WHAT YOU ARE ASKED TO DO -
Answer these questions about the MEQ30 comparison text:
(a) In panel (B), what do the red lines indicate?
(b) What criterion must an MEQ30 respondent's factor scores meet to count as having had a "complete MTE"?
(c) What percentage of Isness-D participants had a complete MTE?

TEXT EXCERPT -
══════════════════════════════

Comparison of the average (I, M, P, T) factor scores of Isness-D to Isness-C25 and previously published research studies that have employed the MEQ30 (Bar ’1874, Carb ’1877, Griff ’1114, Grif ’1679, Grif ’1875, Lie ’1778, Nich ’1876, Vlis ’1881, and Isness-C25). (A) shows the average factor scores for the studies that were statistically distinguishable from Isness-D (p < 0.05). (B) shows studies that were statistically indistinguishable from Isness-D on at least 2 factors (p > 0.05), where the blue lines indicate a study with two factor scores indistinguishable from Isness-D, and the red lines indicate a study with three or four factor scores indistinguishable from Isness-D. The area highlighted in pink shows the approximate region within which a factor score was determined to be indistinguishable at a 5% confidence level. (C) shows the distribution of the four factor scores of the MEQ30 results of Isness-D.

Griffiths and co-workers identify an MEQ30 respondent as having had a ‘complete MTE’ when each of the I, M, P, T factor scores are ≥ 60% of the maximum22. In general, the fraction of participants reporting a complete MTE is proportional to the YD dose. Barrett and Griffiths82 reported a meta-analysis of high dose (30 mg/70 kg) psilocybin studies in 119 healthy volunteers13,14,75, and observed that 57% of participants had ‘complete’ MTEs. Our analysis shows that 29% of Isness-D participants had a complete MTE, compared to the previous value of 44% for Isness-C.

══════════════════════════════

DATA SECTION -
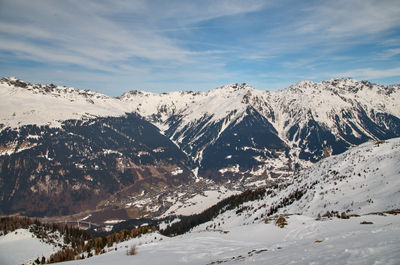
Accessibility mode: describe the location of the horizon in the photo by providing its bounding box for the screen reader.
[0,76,400,98]
[0,0,400,97]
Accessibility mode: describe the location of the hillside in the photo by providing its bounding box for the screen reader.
[0,78,400,219]
[51,138,400,265]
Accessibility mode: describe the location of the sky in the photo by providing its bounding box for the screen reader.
[0,0,400,96]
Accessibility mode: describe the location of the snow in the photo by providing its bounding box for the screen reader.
[0,229,58,265]
[162,187,239,217]
[104,219,125,224]
[61,212,400,265]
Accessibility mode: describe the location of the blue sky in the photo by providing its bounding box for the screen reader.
[0,0,400,96]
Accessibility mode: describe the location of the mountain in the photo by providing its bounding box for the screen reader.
[0,78,400,218]
[0,138,400,265]
[195,138,400,231]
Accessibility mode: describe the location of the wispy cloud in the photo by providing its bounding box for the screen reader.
[0,0,400,94]
[334,67,400,79]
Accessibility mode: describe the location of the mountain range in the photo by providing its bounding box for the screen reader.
[0,78,400,219]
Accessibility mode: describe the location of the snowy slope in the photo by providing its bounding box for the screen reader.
[197,138,400,230]
[0,229,59,265]
[59,212,400,265]
[0,78,129,128]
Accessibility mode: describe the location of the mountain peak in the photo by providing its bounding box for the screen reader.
[215,83,254,91]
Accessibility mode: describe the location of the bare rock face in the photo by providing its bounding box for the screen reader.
[0,78,400,216]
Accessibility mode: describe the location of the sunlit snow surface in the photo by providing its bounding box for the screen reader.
[60,215,400,265]
[0,229,58,265]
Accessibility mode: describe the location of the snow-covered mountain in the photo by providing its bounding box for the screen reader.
[0,78,400,219]
[7,138,400,265]
[196,138,400,230]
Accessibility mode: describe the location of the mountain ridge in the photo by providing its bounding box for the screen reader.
[0,78,400,216]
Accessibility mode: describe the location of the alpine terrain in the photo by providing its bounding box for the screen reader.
[0,78,400,225]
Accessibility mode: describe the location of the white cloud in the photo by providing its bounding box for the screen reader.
[0,0,262,71]
[297,0,400,38]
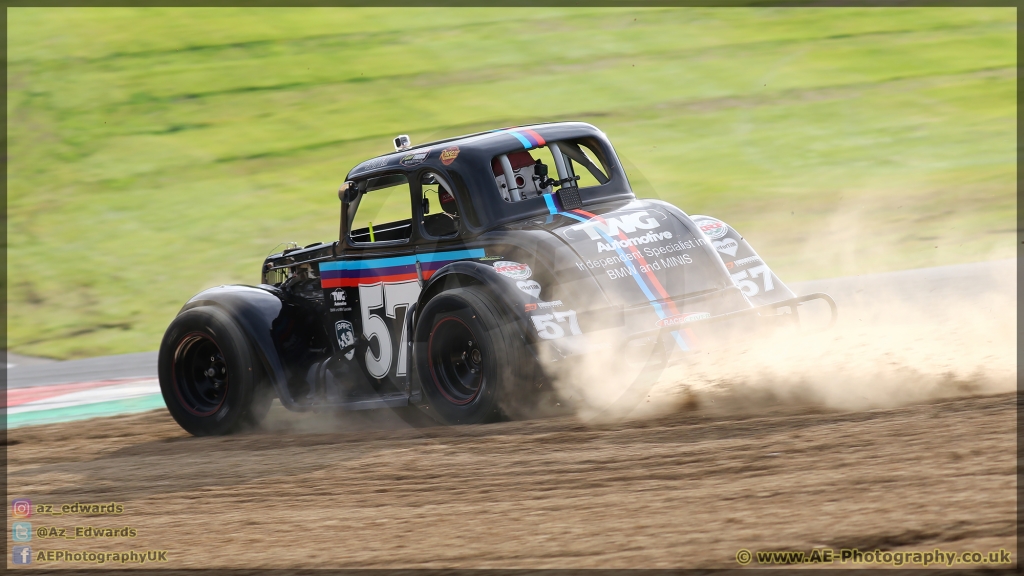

══════════════════════════════

WRITTEN SOLUTION -
(a) A study with three or four factor scores indistinguishable from Isness-D.
(b) Each of the I, M, P, T factor scores must be ≥ 60% of the maximum.
(c) 29%.